[AIM OF THE TASK] Rewrite the lines from the one containing "Please trace the outline of every instance of the distant" through the one containing "[[[814,320],[761,320],[751,318],[751,325],[761,330],[816,330]]]", changing "airliner" to "jet" and keeping everything else the same. Return only those lines.

[WORKING DATA]
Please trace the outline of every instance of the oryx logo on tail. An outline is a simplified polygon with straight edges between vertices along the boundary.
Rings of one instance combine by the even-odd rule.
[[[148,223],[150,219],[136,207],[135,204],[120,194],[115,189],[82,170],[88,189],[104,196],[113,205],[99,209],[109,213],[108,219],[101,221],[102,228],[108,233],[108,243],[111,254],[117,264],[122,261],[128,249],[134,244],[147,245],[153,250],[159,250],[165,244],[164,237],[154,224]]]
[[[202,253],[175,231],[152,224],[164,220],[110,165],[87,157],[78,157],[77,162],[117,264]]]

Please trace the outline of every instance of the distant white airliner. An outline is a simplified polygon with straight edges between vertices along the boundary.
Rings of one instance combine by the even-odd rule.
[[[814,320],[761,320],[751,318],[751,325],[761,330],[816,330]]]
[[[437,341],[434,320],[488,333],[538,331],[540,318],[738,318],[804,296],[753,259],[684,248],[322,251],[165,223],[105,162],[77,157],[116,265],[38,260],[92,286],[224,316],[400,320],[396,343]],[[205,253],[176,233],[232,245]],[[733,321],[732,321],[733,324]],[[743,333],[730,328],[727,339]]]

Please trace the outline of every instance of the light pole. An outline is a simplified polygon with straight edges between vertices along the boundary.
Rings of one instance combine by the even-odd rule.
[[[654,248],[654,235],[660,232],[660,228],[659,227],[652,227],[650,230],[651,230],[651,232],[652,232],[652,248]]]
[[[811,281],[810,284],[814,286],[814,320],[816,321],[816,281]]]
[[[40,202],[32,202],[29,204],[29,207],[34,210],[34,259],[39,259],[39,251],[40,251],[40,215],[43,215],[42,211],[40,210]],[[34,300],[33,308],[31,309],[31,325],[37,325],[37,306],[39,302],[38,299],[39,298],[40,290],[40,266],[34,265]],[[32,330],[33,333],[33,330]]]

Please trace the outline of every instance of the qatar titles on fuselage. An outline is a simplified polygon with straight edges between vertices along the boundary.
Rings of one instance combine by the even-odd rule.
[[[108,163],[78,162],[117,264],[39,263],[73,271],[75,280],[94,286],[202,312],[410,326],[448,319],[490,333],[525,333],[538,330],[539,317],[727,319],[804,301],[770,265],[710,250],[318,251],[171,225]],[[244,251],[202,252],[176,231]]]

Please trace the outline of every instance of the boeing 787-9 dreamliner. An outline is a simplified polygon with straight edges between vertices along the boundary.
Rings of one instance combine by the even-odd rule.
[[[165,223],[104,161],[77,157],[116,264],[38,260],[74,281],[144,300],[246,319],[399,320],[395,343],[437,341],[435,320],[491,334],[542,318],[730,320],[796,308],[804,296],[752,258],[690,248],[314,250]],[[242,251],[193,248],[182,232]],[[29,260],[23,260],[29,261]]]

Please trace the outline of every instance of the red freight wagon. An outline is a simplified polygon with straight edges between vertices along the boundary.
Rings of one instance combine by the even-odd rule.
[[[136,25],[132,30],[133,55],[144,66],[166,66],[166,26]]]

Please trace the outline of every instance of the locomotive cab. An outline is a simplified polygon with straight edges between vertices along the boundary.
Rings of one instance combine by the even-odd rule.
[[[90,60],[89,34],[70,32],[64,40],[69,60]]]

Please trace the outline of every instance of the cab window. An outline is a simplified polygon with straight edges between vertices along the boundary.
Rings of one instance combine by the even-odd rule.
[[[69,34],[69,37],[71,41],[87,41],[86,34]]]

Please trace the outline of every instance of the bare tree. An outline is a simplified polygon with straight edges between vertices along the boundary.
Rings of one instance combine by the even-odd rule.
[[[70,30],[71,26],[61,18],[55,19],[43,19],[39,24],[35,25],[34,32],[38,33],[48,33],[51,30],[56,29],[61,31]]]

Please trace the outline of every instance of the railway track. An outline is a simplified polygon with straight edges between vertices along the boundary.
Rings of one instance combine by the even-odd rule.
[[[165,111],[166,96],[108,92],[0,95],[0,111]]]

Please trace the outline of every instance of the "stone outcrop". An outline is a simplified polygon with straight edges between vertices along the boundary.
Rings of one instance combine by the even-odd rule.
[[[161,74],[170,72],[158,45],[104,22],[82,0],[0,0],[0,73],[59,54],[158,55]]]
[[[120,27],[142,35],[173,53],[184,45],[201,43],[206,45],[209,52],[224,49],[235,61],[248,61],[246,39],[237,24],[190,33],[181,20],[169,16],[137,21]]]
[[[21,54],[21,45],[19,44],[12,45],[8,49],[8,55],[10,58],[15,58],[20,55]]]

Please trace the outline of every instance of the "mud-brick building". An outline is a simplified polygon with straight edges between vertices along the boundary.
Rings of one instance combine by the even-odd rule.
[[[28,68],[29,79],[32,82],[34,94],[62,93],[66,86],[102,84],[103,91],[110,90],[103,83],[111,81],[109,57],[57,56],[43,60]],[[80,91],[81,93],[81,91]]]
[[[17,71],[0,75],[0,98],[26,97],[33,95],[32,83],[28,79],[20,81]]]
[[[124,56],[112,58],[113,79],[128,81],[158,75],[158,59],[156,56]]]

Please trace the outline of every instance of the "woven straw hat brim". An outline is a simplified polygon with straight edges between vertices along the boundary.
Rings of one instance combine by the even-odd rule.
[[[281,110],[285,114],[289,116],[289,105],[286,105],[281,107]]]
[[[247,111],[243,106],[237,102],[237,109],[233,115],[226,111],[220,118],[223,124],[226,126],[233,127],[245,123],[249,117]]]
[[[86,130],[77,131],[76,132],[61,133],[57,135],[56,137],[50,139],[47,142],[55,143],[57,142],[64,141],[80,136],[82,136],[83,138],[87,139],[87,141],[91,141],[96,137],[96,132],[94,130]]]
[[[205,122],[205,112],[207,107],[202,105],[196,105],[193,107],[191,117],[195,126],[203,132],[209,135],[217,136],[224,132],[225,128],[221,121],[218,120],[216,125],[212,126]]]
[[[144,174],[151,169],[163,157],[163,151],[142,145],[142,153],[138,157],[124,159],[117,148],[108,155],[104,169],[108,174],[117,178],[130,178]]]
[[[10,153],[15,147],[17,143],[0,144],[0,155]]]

[EXERCISE RESULT]
Please trace the outline of every instance of the distant white jet. An outline is a simplified polygon with straight edges between vertices along the boundary.
Rings of one instance combine by the even-odd rule.
[[[814,320],[761,320],[751,318],[751,325],[761,330],[816,330]]]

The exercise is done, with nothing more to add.